-- EXERCISE DIRECTIONS --
Carry on the passage about improving a utility's response to power outages, picking up right after its last sentence.

-- QUOTED PASSAGE --
○ ○ ○ ○ ○ ○ ○
Better up-front decision-making. Early decision-making about whether to mobilize resources is critical to quick resolution of outages. With the data in front of them and the communications process in place, outage coordinators were in a better position to make the tough decisions: Should we bring in additional crews and supervisors? Should we have tree crews on stand-by? Should we decentralize dispatching to the local area work centers? These are all tough decisions with resource and financial implications. Once a crew works an extended workday, it isn’t available for work the following day and schedules are disrupted. When making decisions in isolation, supervisors tended to hesitate, not wanting to do the wrong thing and hoping the situation would stay under control. With the right people on the early conference call, better decisions could be made.

Better coordination of field work. Outage minutes grow when a crew is dispatched to a site but, when it arrives, finds that it can’t do the work. To improve reconnaissance and problem diagnosis ahead of the arrival of a crew, field supervisors were given wireless cards for their computers. This allows them to see what the dispatcher is seeing and get ahead of events. With work underway at one site, the supervisor can move to the next site and do an early assessment. Is there a minor issue that can be quickly eliminated? Do we need a pole, a transformer and a three-man crew? Do we need to send a tree crew first? In a mid-sized storm, it’s essential to work events in parallel and get the right materials and people on site so the crews can be fully productive.
○ ○ ○ ○ ○ ○ ○
Data records
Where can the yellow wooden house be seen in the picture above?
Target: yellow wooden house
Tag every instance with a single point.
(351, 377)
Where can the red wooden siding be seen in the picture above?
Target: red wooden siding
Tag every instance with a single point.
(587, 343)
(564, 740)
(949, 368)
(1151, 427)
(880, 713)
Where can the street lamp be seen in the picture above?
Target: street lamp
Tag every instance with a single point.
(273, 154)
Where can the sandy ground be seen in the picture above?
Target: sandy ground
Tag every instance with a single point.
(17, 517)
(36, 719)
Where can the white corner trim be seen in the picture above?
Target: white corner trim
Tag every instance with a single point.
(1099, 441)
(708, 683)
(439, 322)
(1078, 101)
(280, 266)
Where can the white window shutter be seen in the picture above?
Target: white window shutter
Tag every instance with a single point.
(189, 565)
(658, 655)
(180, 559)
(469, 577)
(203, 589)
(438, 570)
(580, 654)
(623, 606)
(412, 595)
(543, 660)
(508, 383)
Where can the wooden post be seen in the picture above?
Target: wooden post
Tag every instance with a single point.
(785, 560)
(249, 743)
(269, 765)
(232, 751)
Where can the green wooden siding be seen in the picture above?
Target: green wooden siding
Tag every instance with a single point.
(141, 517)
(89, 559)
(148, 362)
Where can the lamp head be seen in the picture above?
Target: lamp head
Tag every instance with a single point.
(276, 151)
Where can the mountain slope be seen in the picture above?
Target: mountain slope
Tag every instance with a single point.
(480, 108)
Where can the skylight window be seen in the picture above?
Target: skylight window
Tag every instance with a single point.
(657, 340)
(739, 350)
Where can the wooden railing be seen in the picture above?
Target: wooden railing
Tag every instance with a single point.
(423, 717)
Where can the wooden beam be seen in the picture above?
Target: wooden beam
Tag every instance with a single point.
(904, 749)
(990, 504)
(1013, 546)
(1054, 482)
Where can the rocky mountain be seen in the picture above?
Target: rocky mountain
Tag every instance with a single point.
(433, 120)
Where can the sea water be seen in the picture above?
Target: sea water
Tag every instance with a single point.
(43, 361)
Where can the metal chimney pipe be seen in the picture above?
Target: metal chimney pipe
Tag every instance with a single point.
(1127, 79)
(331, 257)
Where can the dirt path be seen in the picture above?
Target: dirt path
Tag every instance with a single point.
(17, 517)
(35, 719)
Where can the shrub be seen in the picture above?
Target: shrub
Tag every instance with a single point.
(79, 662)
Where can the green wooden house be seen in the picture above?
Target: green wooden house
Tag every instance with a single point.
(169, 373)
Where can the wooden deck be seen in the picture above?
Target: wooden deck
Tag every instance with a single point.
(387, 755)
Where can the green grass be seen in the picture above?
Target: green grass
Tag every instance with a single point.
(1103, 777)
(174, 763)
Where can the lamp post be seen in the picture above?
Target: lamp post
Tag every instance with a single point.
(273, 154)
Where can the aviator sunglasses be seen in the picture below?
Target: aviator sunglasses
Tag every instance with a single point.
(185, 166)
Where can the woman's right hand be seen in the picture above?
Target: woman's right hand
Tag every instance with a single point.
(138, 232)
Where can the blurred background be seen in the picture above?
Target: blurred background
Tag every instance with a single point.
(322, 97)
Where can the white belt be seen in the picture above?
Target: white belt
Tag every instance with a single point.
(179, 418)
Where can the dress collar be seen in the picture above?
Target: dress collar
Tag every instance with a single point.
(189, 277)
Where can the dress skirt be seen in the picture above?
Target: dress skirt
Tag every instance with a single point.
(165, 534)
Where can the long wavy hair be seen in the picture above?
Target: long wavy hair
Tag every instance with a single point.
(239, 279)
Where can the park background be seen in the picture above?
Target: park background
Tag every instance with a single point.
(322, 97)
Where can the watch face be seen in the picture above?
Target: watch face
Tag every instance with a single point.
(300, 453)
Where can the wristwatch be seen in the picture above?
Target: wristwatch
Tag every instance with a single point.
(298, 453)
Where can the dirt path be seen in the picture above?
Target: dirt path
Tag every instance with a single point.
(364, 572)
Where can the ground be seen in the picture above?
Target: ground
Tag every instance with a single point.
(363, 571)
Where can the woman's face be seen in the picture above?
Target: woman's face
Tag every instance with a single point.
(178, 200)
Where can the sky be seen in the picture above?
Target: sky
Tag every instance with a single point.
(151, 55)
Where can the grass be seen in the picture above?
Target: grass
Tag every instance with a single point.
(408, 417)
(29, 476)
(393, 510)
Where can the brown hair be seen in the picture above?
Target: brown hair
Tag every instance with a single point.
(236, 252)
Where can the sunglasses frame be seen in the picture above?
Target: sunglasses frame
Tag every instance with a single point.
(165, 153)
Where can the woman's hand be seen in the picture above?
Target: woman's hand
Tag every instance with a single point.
○ ○ ○ ○ ○ ○ ○
-- ANSWER BOX --
Using CAIDI as a leading indicator.

The CAIDI measure had been a lagging indicator, used to discuss monthly performance, disconnected from immediate outage experience. The work of the CAIDI team has turned the measure into a leading indicator that can be reviewed during a daily conference call. This has accelerated learning about how outages are being managed. The result? The cumulative 2007 CAIDI number was driven down in the last quarter of the year, an achievement that previously had seemed impossible.

Author

Keith Michaelson is a partner with the consulting firm Robert H. Schaffer & Associates in Stamford, Conn. He can be reached at kem@rhsa.com. Rod Kalbfleisch is the director of operation support at Connecticut Light & Power in Berlin, Conn. He can be reached at kalbfrs@nu.com. Bill Burley is a principal engineer with Northeast Utilities Service Company. Contact him at burlewj@nu.com.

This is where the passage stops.